» **Texto de la página**
+++

En esa época, las relaciones entre los cristianos catalanes, súbditos de Pedro el Grande, y los musulmanes del reino de Granada estaban muy por encima de la enemistad con los señores de Anjou, hasta el punto de que en el puerto de Málaga existía una base permanente de naves catalanas que atacaban, dentro del canon más ortodoxo de la piratería, a los barcos que cruzaban el estrecho de Gibraltar con rumbo al Atlántico francés, dominio de los Anjou. No eran las primeras acciones de piratería en esta zona del norte de áfrica, pero desde entonces se hicieron muy frecuentes.
La misma base de Málaga servía de punto de partida para las incursiones a poblaciones y navíos de las costas de Marruecos y Argelia, enemigos de los musulmanes de Al-Andalus y Túnez. Las buenas relaciones del rey Pedro, a quien el papado y buena parte de la cristiandad europea consideraban pirata, con los moros, y la creación de cabezas de puente en el norte africano ayudó a la conquista de Sicilia.
PATENTE DE CORSO
La actividad de los piratas catalanes en el norte de áfrica se convirtió en algo frecuente, alternando las costas de Túnez –en la isla de Djerba también se instaló una importante base de operaciones– con las de Marruecos y Argelia, en función de las amistades o enemistades de cada momento. Pero siempre eran asaltos sin control, iniciativa privada, podríamos decir. En 1336 el rey de Aragón propuso a las Cortes la necesidad de institucionalizar la patente de corso para que estas acciones piratas sirvieran a los intereses del reino, “pro facendo guerram dictis infidelis” (para hacer la guerra a los llamado infieles), como dice la crónica de la época.
Los límites entre comercio, piratería y robo, han sido siempre muy difíciles de definir y precisar, y más en aquellos tiempos en que ciertas formas de piratería tenían carácter legal. Cualquier capitán de barco que hubiese sido robado por una nave extranjera recibía “patente de corso”, es decir, quedaba autorizado a resarcirse con otro barco cualquiera de la misma nacionalidad. Tales patentes de corso fueron reconocidas por las principales potencias extranjeras y los piratas que las exhibían eran tratados como honrados comerciantes en vez de ser ahorcados en el palo trinquete.

+++

» **Enunciado**
Prosigue el texto sobre la piratería catalana en el norte de África a partir de su última oración. Los datos que vienen a continuación son un material independiente del texto.

» **Material**
+++

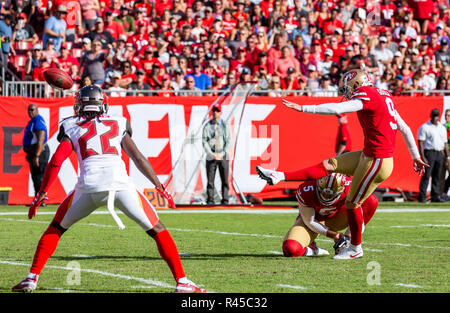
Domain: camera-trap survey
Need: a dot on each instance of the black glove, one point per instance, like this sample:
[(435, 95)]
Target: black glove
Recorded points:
[(341, 244)]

+++

» **Respuesta**
Aunque no alcanzaron la fama de Hawkins, Morgan, Cavendish, Drake, Barbanegra o el capitán Kidd, algunos nombres catalanes de la época forman parte de la “gloriosa” lista de la piratería mundial: Guillem de Castellnou, que anexionó la costa alicantina a la corona de Aragón, Conrad de Llançà, castigo de la costa bereber, Roger de Llúria, tormento de los Anjou, Galceran Marquet, Romeu de Corbera, Bernat de Vilamarí y muchos otros.
Los piratas no siempre atacaban barcos y poblaciones de reyes y señores; con frecuencia, simplemente, peleaban entre ellos, sin importar demasiado la nacionalidad de cada cual. Una crónica de la época narra la aventura de una nave catalana que había saqueado la nave de otro catalán, que previamente se había apropiado un botín genovés, tras haber logrado el italiano repeler otro ataque de un marino castellano, que también había intentado abordar la nave catalana. Como se ve, todo quedaba en casa. Los piratas de la época no hacían ascos a nada. No era imprescindible que a bordo hubiera sedas, oro, plata o especias, con frecuencia los asaltos se hacían a leños y naos cargadas con trigo o maíz que eran muy bien recibidos en las hambrientas poblaciones del litoral. Estas necesidades básicas que no eran fáciles de cubrir, llevaron a algunos sacerdotes a convertirse en piratas para socorrer a sus hambrientos feligreses. Tal es el caso de Lluís Pontós o de Jaume de Vilaregut.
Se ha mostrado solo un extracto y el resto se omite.